*Assigned task 1*:
Answer each question from the session description, one answer per line:
(a) On what date and at what time is the session held?
(b) What session level is given?
(c) What strategies have been proposed to reduce loads to the lower extremity and reduce risk of injury?
*Assigned task 2*: Using the session description, explain why it is important for clinicians to understand what may increase the risk of running-related injury and to identify strategies for returning an injured soldier to running.

Returning to Running: From the Clinic to the Track
Section: Federal PT Section
Session Code: FD-1A-4700
Date: Thursday, January 24, 2019
Time: 8:00 AM - 10:00 AM
Location: Marriott Marquis
Room: Marquis Salon 1,2,3,4
Session Type: Educational Sessions
Session Level: Intermediate
With running being the primary mode of endurance training in the US military, it is important for clinicians to both understand the factors that may increase the risk of running-related injury and identify strategies for returning an injured soldier back to running. Several strategies have been proposed to reduce loads to the lower extremity and reduce risk of injury, including reducing stride length, adopting a running style with an increased step rate, and using a forefoot strike. Runners with a history of lower extremity overuse injuries have been trained to land softly/quietly쳌 in a laboratory setting with live biofeedback. Runners with lower extremity injuries may belong to subgroups that would benefit from gait retraining, such as patellofemoral pain syndrome, anterior shin pain, tibial stress fracture, and having had anterior cruciate ligament reconstruction.Identifying individuals who would benefit most and providing them with gait retraining as part of a comprehensive plan of care may aid in returning them to running in a more efficient manner. Clinicians face the challenge of identifying time-conscious, affordable intervention strategies for running-related injuries; they also need to be able to accurately measure outcomes. Clinicians may already own basic technology that would help them perform in-clinic and on-field gait analyses with their patients. In this session, the speakers will review the impact of running form on injury, identify emerging subgroups that may benefit from run retraining, and describe a clinically focused gait analysis, run retraining, and return-to-run progression for patients following surgery or injury.
Learning Objectives: Upon completion of this course, you will be able to:
1. Discuss the evidence for various running styles and injury risk, including who may be most appropriate for gait retraining interventions.
2. Describe a training program to transition someone from a rearfoot strike pattern to a non-rearfoot strike pattern.
3. Describe the subgroups of runners who may benefit from transitioning from a rearfoot strike pattern to a non-rearfoot strike pattern.
4. Understand the use of technology in performing gait analysis in the outpatient physical therapy clinic setting.

*Information given*:
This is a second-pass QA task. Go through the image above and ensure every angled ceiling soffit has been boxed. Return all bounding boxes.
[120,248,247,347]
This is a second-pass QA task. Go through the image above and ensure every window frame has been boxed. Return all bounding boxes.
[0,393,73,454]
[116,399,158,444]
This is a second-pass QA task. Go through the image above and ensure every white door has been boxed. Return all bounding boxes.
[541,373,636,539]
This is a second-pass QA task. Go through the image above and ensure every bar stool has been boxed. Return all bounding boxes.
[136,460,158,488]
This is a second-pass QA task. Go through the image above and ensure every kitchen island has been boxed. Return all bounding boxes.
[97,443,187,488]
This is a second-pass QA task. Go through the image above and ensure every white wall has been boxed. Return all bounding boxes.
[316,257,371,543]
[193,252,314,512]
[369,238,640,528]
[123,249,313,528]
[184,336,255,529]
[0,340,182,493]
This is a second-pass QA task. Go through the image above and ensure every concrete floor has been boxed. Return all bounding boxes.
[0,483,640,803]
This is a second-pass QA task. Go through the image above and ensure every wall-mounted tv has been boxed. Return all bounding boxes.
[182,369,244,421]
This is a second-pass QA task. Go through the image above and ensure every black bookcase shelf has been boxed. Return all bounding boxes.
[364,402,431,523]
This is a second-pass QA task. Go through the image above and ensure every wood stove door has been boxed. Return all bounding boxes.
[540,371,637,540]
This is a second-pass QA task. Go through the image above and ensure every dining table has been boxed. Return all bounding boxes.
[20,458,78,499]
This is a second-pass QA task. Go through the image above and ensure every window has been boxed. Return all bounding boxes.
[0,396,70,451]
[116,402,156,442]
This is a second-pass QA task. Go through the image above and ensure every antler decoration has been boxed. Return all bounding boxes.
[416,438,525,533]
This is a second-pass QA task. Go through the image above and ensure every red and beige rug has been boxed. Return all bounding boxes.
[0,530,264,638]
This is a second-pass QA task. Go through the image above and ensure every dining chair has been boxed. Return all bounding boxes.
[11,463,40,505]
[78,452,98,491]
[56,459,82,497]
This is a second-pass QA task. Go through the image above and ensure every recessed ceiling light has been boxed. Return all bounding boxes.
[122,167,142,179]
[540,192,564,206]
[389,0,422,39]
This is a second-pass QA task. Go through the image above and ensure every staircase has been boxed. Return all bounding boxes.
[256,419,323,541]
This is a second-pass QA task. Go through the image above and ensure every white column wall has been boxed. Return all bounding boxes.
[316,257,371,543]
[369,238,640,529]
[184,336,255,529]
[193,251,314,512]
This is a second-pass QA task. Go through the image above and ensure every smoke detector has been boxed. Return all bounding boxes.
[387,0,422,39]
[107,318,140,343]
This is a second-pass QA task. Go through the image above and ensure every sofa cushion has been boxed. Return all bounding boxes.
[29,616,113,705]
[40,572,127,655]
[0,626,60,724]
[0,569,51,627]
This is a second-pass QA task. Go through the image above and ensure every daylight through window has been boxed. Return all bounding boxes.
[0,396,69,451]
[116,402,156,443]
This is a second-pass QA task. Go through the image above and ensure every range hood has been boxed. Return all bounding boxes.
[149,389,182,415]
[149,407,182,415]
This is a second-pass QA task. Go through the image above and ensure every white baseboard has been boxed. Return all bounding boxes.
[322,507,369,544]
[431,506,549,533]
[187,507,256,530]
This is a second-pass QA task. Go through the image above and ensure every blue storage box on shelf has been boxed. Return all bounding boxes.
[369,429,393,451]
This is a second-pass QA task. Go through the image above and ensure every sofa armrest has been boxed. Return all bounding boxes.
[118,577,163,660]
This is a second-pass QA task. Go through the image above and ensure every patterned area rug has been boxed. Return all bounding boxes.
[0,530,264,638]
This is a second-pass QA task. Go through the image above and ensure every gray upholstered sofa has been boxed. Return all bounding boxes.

*Exercise output 1*:
(a) Thursday, January 24, 2019, from 8:00 AM to 10:00 AM.
(b) Intermediate.
(c) Reducing stride length, adopting a running style with an increased step rate, and using a forefoot strike.

*Exercise output 2*: Running is the primary mode of endurance training in the US military. Because of this, clinicians need to understand the factors that may raise the risk of running-related injury and know how to return an injured soldier to running.